(Source text)
* * * * *
THIS REALLY COULD BE REPRESENTED AS A REINING BACK. ΤΟ

INTRODUCE THE POWER OF DISSOLUTION NOW THEREFORE ENABLES

US TO KEEP THE OPTIONS OPEN.

II) WE BELIEVE THAT IT WILL BE PRUDENT TO RETAIN THE

FLEXIBILITY OVER TIMING OF ELECTIONS WHICH THE POWER OF

DISSOLUTION WILL PROVIDE, EVEN THOUGH FOR THE MOMENT WE

DO NOT ENVISAGE IT BEING USED. ALTHOUGH IT WOULD BE

POSSIBLE, AS YOU SUGGEST, TO VARY THE TIMING OF ELECTIONS

BY A SPECIFIC LEGISLATIVE PROVISION AT ANY TIME, WE THINK

THAT THIS COULD BE A DANGEROUS PRECEDENT FOR THE SAR,

SINCE A SIMILAR MECHANISM COULD EQUALLY BE USED TO

LENGTHEN THE LIFE OF A LEGISLATURE IN ORDER TO AVOID

ELECTIONS.

III) LOOKING TO THE PERIOD AFTER 1997.

WE ARE INCLINED TO THINK AT THIS STAGE THAT IT WOULD BE

BETTER FOR THE CHIEF EXECUTIVE IN THE SAR TO HAVE THE

POWER OF DISSOLUTION THAN NOT. WE DO NOT REALLY THINK

THAT THE ABSENCE OF THE POWER WILL PROVIDE A GREATER

INCENTIVE TO COMPROMISE IN A DEADLOCK.
* * * * *
(Dataset entries)
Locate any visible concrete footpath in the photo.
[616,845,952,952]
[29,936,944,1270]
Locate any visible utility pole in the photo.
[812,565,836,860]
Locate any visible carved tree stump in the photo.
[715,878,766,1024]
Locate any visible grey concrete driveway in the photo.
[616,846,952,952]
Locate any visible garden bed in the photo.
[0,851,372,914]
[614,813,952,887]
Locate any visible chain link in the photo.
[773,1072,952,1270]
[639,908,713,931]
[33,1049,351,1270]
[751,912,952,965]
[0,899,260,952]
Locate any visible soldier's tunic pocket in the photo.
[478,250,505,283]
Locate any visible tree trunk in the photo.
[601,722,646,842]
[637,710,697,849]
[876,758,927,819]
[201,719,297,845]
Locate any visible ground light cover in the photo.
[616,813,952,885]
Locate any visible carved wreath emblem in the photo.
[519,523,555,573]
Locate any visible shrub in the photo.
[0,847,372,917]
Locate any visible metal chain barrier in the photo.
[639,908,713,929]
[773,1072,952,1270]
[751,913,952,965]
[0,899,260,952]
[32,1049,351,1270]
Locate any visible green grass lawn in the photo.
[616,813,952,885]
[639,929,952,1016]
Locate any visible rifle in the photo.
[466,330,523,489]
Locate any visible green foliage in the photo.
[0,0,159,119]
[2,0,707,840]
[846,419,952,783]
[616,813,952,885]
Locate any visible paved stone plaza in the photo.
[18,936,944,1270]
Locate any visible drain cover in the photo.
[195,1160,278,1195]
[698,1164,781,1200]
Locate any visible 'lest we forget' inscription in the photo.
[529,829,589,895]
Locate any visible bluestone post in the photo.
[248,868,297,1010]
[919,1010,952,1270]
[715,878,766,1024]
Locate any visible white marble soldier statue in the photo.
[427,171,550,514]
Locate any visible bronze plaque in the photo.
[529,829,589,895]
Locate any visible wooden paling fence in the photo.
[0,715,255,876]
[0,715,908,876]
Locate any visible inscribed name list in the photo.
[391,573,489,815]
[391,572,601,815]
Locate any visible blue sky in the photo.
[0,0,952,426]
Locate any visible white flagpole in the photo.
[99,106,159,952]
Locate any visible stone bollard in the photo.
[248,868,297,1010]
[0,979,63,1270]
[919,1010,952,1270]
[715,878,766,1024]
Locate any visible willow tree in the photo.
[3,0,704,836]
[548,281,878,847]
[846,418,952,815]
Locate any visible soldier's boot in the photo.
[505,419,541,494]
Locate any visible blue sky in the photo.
* * * * *
Carry on the passage about the power of dissolution from the point at which it stops, keeping its formal register.

(Response to this task)
AN INCENTIVE TO COMPROMISE IN

ORDER TO AVOID A CRISIS AND NEW ELECTIONS WILL ALWAYS

EXIST ANYWAY. UNLESS THE LEGISLATURE IS ACTING IN AN

UNPOPULAR WAY, A CHIEF EXECUTIVE WHO DISSOLVES IT WILL

ALWAYS RISK A STRONGER AND FROM HIS POINT OF VIEW MORE

DIFFICULT LEGISLATURE BEING ELECTED. THE SITUATION OF

DEADLOCK WE HAVE IN MIND IS ONE WHERE COMPROMISE HAS

ALREADY FAILED. IN THESE CIRCUMSTANCES, IF THERE IS NO

POWER TO DISSOLVE THE LEGISLATURE AND CALL FRESH

ELECTIONS, WE BELIEVE THAT THE TEMPTATION WILL BE FOR THE

CHIEF EXECUTIVE TO LOOK TO PEKING TO BACK HIM UP AGAINST

THE LEGISLATURE.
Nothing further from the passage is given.